▶ [Exercise brief]:
Your copy of the data should match it exactly, leaving out only the pictures.

[Point-per-instance localization data]

[Start of section]

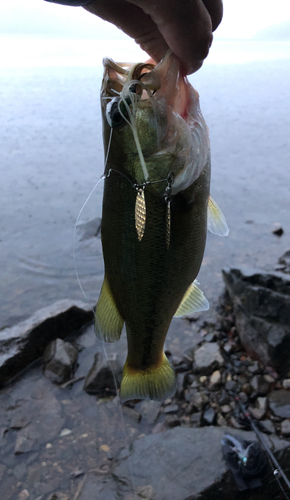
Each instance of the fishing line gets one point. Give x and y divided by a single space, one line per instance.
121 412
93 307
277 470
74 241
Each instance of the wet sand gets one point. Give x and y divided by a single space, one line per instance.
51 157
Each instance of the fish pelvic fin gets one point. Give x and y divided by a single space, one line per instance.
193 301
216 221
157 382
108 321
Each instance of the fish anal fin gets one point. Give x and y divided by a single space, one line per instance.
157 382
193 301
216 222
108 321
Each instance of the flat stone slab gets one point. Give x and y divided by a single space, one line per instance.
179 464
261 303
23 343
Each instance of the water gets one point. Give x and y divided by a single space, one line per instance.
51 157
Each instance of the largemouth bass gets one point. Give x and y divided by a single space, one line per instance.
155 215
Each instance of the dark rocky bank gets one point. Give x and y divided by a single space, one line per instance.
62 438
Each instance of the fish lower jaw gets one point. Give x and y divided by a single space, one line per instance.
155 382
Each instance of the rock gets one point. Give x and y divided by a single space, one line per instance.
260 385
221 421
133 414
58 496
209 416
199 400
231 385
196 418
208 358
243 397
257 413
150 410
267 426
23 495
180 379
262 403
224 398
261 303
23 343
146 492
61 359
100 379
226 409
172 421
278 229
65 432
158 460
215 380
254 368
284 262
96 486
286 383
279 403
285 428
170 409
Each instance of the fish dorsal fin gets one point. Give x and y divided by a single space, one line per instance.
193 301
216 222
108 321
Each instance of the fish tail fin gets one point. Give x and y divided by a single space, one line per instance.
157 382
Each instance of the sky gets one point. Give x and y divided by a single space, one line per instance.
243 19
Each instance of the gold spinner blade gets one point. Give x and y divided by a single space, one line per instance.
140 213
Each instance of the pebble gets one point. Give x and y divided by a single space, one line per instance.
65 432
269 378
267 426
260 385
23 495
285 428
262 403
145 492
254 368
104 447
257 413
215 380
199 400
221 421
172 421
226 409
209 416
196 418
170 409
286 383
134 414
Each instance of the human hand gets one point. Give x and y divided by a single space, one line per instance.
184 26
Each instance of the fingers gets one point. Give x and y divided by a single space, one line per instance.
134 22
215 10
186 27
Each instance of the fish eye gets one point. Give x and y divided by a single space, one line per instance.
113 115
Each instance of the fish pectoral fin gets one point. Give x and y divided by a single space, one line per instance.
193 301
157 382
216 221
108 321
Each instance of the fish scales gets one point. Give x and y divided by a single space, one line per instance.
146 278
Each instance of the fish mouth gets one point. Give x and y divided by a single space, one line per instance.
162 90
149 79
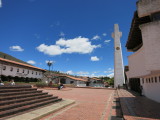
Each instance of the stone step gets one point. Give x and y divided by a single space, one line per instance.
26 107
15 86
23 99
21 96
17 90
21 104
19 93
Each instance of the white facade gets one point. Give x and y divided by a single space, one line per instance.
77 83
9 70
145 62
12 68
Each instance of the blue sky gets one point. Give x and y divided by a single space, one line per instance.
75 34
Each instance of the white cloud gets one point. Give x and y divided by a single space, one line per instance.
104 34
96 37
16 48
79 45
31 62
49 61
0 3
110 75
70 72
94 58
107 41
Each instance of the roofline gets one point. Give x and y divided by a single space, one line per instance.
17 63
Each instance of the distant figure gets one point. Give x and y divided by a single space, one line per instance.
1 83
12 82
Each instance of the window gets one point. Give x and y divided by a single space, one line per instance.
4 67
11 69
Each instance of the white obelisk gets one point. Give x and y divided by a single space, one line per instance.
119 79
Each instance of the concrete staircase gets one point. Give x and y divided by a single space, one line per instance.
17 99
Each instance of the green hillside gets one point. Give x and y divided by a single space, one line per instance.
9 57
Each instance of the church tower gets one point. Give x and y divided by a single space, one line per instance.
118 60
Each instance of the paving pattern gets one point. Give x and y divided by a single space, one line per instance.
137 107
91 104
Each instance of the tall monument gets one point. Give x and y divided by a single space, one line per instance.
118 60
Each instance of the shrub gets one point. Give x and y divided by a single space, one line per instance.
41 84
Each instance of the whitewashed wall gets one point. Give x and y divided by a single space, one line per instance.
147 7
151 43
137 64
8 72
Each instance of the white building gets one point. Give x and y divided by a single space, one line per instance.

[End of section]

▶ [Output of the exercise]:
Each instance of the fishing line gets one point. Give x and y divided by a single space, one line per instance.
121 412
93 307
277 470
74 241
Each instance of the wet sand gets one point. Give x and y divided by a single space, one line per instance.
51 157
Each instance of the fish pelvic fin gets one point. Give x and y divided by a single space, one line per instance.
193 301
216 221
157 382
108 321
Each instance of the fish anal fin gets one point. Give x and y divided by a single space, one line per instance.
157 382
193 301
216 222
108 321
Each instance of the flat stone slab gets one point. Give x and y divided by a single space, one line per instance.
179 464
261 303
23 343
Each instance of the water gets one point. Give x and y divided by a single space, one line per instance.
51 157
Each instance of the largemouth bass gets one point. Give x and y divided by a single space, one line per instance.
155 215
Each instance of the dark rocky bank gets one point. Give x and y divided by a single space, one line per instance.
62 438
Each instance of the fish lower jaw gets one point. Give x and y divided by a single space, one line per instance.
155 382
Each instance of the rock gets one point. Give x and y divided by a single space, one line per instance.
260 385
221 421
133 414
58 496
209 416
199 400
231 385
196 418
208 358
243 397
257 413
150 410
267 426
23 495
180 379
262 403
224 398
261 303
23 343
146 492
61 359
100 379
226 409
172 421
278 229
65 432
158 460
215 380
254 368
284 262
96 486
286 383
279 403
285 428
170 409
Each instance of the fish dorsal fin gets one point. Give x and y divided by a single space, one line per instance.
193 301
216 222
108 321
Each instance of the fish tail fin gets one point. Give x and y divided by a single space, one line per instance.
157 382
Each instance of the sky gets one point. Give x and y divided by a single space, one line per instance.
243 19
Each instance of the gold spinner blade gets one point. Give x and y divided by a single space, one line per instance.
140 213
Each instance of the pebble gets one point. Give x and y divided by a single space, one line per instance.
65 432
269 378
267 426
260 385
23 495
285 428
262 403
145 492
254 368
104 447
257 413
215 380
199 400
221 421
172 421
226 409
209 416
196 418
170 409
286 383
134 414
Each instance of the human hand gets one point. Give x and y divided by a single space, one line per instance.
184 26
Each instance of the fingers gets one point. Give x and y divided by a single space, one line per instance.
134 22
215 10
186 27
Each instance of the fish eye gets one point. Give x and y divided by a single space, one line per instance.
113 115
Each instance of the fish pectoral fin gets one point. Give x and y divided by a single space, one line per instance.
193 301
157 382
216 221
108 321
Each instance of the fish scales gets one point. Give x and y divided by a single space, one line per instance.
146 278
Each instance of the fish mouth gets one point. Give x and y divided by a single space, one line per instance.
162 90
149 79
Each instance of the stone step gets one point. Give x and y divided by a single space, one line per instance.
26 107
15 86
23 99
21 96
17 90
21 104
19 93
Each instance of the white facade gets one point. Give x and y divided by a single space, one line per instance.
77 83
9 70
145 62
12 68
Each instance of the blue sky gets one point. Give x and y divided by a single space, one line per instance.
75 34
Each instance of the white cloud gets one point. Give x and y divided by a single space, one line per instance.
104 34
96 37
16 48
79 45
31 62
49 61
0 3
110 75
70 72
94 58
107 41
Each instance of the roofline gets one point. Give x and y divided by a single space, one line per instance.
17 63
Each instance of the distant figure gets one point. Give x and y divided by a single space, one line per instance.
1 83
12 82
Each instance of the window gets one point. Give x and y divided by a single space, one line per instance.
4 67
11 69
Each instance of the white obelisk gets one point. Give x and y divided by a single space, one line per instance.
119 79
Each instance of the concrete staircase gets one point. Give x and y divided by a single space, one line per instance.
17 99
Each instance of the green hillside gets one point. Give x and y divided by a single space, one line per instance.
9 57
Each instance of the church tower gets one point. Give x and y divided by a single space, one line per instance.
118 60
Each instance of the paving pattern gets one point. Give x and y divided by a single space, one line per instance.
137 107
91 104
Each instance of the tall monument gets one point. Give x and y divided by a single space, one line per instance.
118 60
Each instance of the shrub gets one point. Give x and y divided by a single space, one line per instance.
41 84
Each instance of the whitewashed wall gets one point. Give x and y divided by a single space, one line per instance.
147 7
151 43
137 64
8 72
Each instance of the white building gets one point. Give x and y divided by a single space, one line per instance.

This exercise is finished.